* **The task**: Each entry below is to be given again word for word, with no pictures.

[begin Record extracts]

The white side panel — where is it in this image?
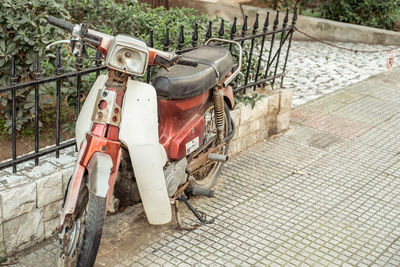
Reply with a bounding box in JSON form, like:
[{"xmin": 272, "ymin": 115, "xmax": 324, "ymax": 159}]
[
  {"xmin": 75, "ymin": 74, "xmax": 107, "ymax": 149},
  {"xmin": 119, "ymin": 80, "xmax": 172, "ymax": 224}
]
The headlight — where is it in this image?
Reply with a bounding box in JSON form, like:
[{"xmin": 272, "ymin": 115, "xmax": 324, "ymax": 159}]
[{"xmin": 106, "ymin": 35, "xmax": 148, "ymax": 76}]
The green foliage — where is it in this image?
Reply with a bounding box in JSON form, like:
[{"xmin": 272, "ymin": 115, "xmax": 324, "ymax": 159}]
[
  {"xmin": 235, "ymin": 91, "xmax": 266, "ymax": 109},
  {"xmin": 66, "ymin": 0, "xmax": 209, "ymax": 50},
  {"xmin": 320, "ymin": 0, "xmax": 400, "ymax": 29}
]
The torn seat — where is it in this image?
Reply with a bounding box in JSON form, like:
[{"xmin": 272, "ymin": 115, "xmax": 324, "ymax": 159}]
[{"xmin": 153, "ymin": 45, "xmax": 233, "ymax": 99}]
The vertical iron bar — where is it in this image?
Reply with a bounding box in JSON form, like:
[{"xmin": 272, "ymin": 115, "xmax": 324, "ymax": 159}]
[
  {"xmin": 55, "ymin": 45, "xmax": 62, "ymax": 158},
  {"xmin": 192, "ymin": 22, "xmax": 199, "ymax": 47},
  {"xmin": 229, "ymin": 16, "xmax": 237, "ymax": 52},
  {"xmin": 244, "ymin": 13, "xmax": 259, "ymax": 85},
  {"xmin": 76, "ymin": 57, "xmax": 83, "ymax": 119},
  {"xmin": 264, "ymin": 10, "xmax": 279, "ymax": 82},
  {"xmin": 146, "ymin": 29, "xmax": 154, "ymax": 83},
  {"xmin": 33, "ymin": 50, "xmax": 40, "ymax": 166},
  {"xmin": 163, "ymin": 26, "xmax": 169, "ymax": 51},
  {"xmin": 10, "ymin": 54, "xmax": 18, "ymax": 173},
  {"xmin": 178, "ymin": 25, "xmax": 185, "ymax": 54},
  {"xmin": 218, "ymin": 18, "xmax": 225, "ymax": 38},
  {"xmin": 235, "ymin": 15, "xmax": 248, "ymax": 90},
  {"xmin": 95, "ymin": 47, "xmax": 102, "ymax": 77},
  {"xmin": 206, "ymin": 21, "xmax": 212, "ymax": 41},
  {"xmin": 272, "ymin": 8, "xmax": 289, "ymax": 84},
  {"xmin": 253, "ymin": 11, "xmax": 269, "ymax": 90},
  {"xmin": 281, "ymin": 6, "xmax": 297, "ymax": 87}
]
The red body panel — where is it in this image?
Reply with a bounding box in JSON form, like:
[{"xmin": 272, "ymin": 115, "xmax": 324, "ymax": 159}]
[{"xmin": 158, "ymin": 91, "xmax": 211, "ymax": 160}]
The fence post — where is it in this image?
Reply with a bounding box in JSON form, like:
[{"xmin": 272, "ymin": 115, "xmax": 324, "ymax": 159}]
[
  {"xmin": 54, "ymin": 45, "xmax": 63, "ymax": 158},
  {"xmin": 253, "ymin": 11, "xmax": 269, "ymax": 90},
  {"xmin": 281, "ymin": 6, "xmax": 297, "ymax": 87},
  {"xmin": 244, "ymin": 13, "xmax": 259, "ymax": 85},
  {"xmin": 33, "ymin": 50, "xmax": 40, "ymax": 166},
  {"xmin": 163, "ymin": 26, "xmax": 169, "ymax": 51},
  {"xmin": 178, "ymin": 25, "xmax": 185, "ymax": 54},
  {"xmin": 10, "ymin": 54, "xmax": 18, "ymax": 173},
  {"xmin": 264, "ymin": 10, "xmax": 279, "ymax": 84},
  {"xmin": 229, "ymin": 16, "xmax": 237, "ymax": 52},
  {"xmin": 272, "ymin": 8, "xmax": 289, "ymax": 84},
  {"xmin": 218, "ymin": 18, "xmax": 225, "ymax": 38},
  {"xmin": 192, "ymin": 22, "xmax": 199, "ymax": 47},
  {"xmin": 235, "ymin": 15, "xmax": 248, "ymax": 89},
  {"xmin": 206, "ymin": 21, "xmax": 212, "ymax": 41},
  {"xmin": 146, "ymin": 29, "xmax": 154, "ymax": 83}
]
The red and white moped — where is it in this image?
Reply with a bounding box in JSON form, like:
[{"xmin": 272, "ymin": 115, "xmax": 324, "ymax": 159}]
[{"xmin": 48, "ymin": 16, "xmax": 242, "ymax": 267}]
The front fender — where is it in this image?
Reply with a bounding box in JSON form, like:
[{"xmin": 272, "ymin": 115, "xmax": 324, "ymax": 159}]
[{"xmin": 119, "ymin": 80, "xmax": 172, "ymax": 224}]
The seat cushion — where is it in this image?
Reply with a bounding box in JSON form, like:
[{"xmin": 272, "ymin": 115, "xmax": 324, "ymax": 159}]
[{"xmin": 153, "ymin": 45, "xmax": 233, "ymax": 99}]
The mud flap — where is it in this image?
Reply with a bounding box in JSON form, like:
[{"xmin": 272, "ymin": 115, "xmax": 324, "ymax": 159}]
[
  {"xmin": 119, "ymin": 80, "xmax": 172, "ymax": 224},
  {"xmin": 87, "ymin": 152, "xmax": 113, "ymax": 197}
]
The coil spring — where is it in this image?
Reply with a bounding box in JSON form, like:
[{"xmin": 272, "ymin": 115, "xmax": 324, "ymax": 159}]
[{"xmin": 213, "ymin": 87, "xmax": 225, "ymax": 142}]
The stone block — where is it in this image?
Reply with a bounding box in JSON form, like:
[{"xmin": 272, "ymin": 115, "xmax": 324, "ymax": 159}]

[end Record extracts]

* **Exercise output**:
The white side panel — where is it in this image?
Reply with a bounding box in JSON form, like:
[{"xmin": 272, "ymin": 115, "xmax": 324, "ymax": 159}]
[
  {"xmin": 75, "ymin": 74, "xmax": 107, "ymax": 149},
  {"xmin": 119, "ymin": 80, "xmax": 172, "ymax": 224}
]
The headlight — where is it in this image?
Reply with a bounding box in JSON form, like:
[{"xmin": 272, "ymin": 115, "xmax": 324, "ymax": 159}]
[{"xmin": 106, "ymin": 35, "xmax": 148, "ymax": 76}]
The green foliage — where is it in this image?
Reply with a bounding box in JSON form, like:
[{"xmin": 272, "ymin": 115, "xmax": 324, "ymax": 159}]
[
  {"xmin": 235, "ymin": 91, "xmax": 266, "ymax": 109},
  {"xmin": 66, "ymin": 0, "xmax": 209, "ymax": 50},
  {"xmin": 320, "ymin": 0, "xmax": 400, "ymax": 29}
]
The torn seat — where is it in this image?
Reply with a bounding box in JSON form, like:
[{"xmin": 272, "ymin": 115, "xmax": 324, "ymax": 159}]
[{"xmin": 153, "ymin": 45, "xmax": 233, "ymax": 99}]
The vertical iron bar — where is it in this image?
Reply with a bounding box in JSON form, like:
[{"xmin": 272, "ymin": 115, "xmax": 324, "ymax": 159}]
[
  {"xmin": 55, "ymin": 45, "xmax": 62, "ymax": 158},
  {"xmin": 192, "ymin": 22, "xmax": 199, "ymax": 47},
  {"xmin": 229, "ymin": 16, "xmax": 237, "ymax": 52},
  {"xmin": 244, "ymin": 13, "xmax": 259, "ymax": 85},
  {"xmin": 76, "ymin": 57, "xmax": 83, "ymax": 119},
  {"xmin": 264, "ymin": 10, "xmax": 279, "ymax": 82},
  {"xmin": 146, "ymin": 29, "xmax": 154, "ymax": 83},
  {"xmin": 33, "ymin": 50, "xmax": 40, "ymax": 166},
  {"xmin": 163, "ymin": 26, "xmax": 169, "ymax": 51},
  {"xmin": 10, "ymin": 54, "xmax": 18, "ymax": 173},
  {"xmin": 178, "ymin": 25, "xmax": 185, "ymax": 54},
  {"xmin": 218, "ymin": 18, "xmax": 225, "ymax": 38},
  {"xmin": 235, "ymin": 15, "xmax": 248, "ymax": 90},
  {"xmin": 95, "ymin": 47, "xmax": 102, "ymax": 77},
  {"xmin": 206, "ymin": 21, "xmax": 212, "ymax": 41},
  {"xmin": 272, "ymin": 8, "xmax": 289, "ymax": 84},
  {"xmin": 253, "ymin": 11, "xmax": 269, "ymax": 90},
  {"xmin": 281, "ymin": 6, "xmax": 297, "ymax": 87}
]
The red body panel — where is it in this image?
Reply with a bounding box in JSON form, like:
[{"xmin": 272, "ymin": 115, "xmax": 324, "ymax": 159}]
[{"xmin": 158, "ymin": 91, "xmax": 211, "ymax": 160}]
The fence post — where is it in this image?
Reply with a bounding box in JSON form, like:
[{"xmin": 272, "ymin": 115, "xmax": 324, "ymax": 159}]
[
  {"xmin": 54, "ymin": 45, "xmax": 63, "ymax": 158},
  {"xmin": 253, "ymin": 11, "xmax": 269, "ymax": 90},
  {"xmin": 281, "ymin": 6, "xmax": 297, "ymax": 87},
  {"xmin": 244, "ymin": 13, "xmax": 259, "ymax": 85},
  {"xmin": 33, "ymin": 50, "xmax": 40, "ymax": 166},
  {"xmin": 163, "ymin": 26, "xmax": 169, "ymax": 51},
  {"xmin": 178, "ymin": 25, "xmax": 185, "ymax": 54},
  {"xmin": 10, "ymin": 54, "xmax": 18, "ymax": 173},
  {"xmin": 264, "ymin": 10, "xmax": 279, "ymax": 84},
  {"xmin": 229, "ymin": 16, "xmax": 237, "ymax": 52},
  {"xmin": 272, "ymin": 8, "xmax": 289, "ymax": 84},
  {"xmin": 218, "ymin": 18, "xmax": 225, "ymax": 38},
  {"xmin": 192, "ymin": 22, "xmax": 199, "ymax": 47},
  {"xmin": 235, "ymin": 15, "xmax": 248, "ymax": 89},
  {"xmin": 206, "ymin": 21, "xmax": 212, "ymax": 41},
  {"xmin": 146, "ymin": 29, "xmax": 154, "ymax": 83}
]
The red and white moped — where is it in this image?
Reply with a bounding box in JSON form, like:
[{"xmin": 272, "ymin": 115, "xmax": 324, "ymax": 159}]
[{"xmin": 48, "ymin": 16, "xmax": 242, "ymax": 267}]
The front fender — where is it in this image?
Reply with a bounding box in JSON form, like:
[{"xmin": 272, "ymin": 115, "xmax": 324, "ymax": 159}]
[{"xmin": 119, "ymin": 80, "xmax": 172, "ymax": 224}]
The seat cushion — where is it in this image?
Reply with a bounding box in JSON form, like:
[{"xmin": 272, "ymin": 115, "xmax": 324, "ymax": 159}]
[{"xmin": 153, "ymin": 45, "xmax": 233, "ymax": 99}]
The mud flap — where is it in this image?
Reply with a bounding box in JSON form, like:
[{"xmin": 272, "ymin": 115, "xmax": 324, "ymax": 159}]
[
  {"xmin": 119, "ymin": 80, "xmax": 172, "ymax": 224},
  {"xmin": 87, "ymin": 152, "xmax": 113, "ymax": 197}
]
The coil spring — where is it in this image?
Reply with a bounding box in JSON form, like:
[{"xmin": 272, "ymin": 115, "xmax": 324, "ymax": 159}]
[{"xmin": 213, "ymin": 87, "xmax": 225, "ymax": 142}]
The stone block — where is it in this image?
Reply with a bounding box in JSON form, like:
[{"xmin": 272, "ymin": 115, "xmax": 324, "ymax": 159}]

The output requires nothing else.